- _STATED GOAL_
Gather every line below that contains the word "instance". Case counts.

** START STORED ROWS **

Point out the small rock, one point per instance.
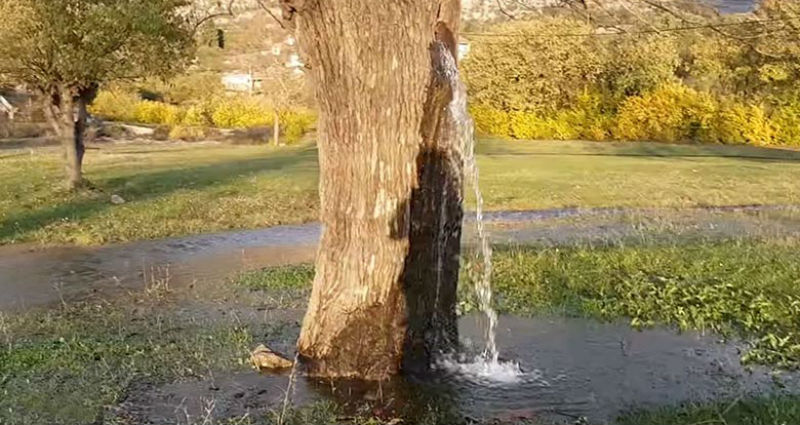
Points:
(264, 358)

** END STORED ROWS **
** START STORED ROWS **

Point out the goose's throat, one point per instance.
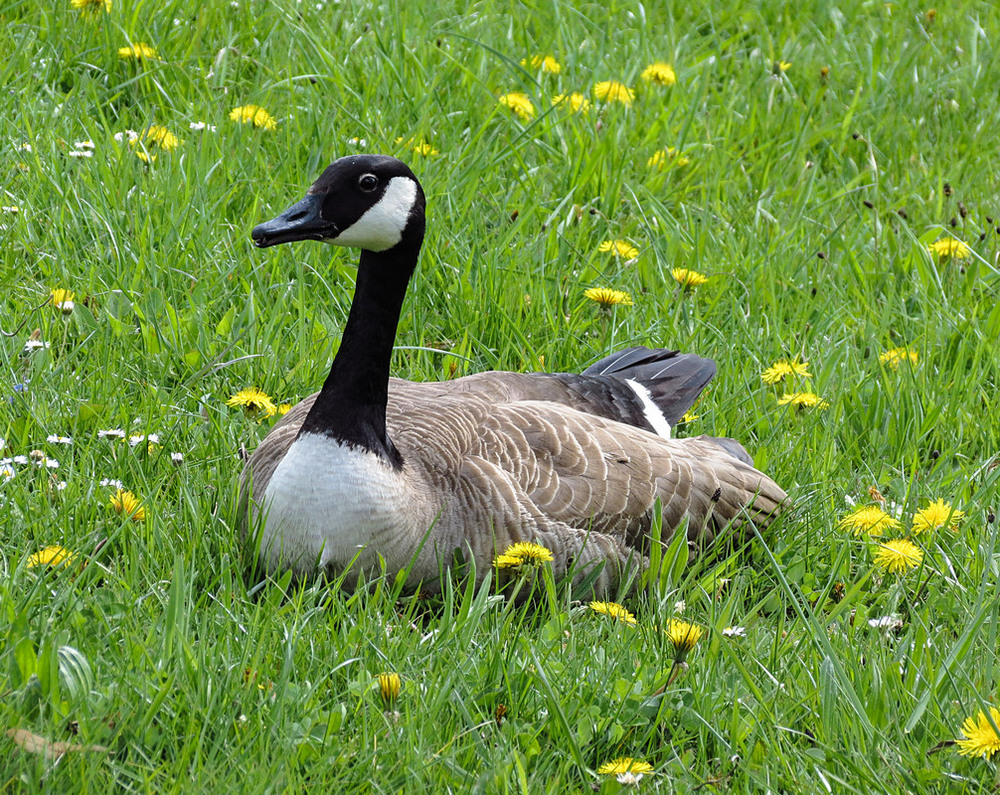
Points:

** END STORED ROWS **

- _FULL ANSWER_
Point out the small rock, one point per instance.
Point out the goose's throat, one point per instance.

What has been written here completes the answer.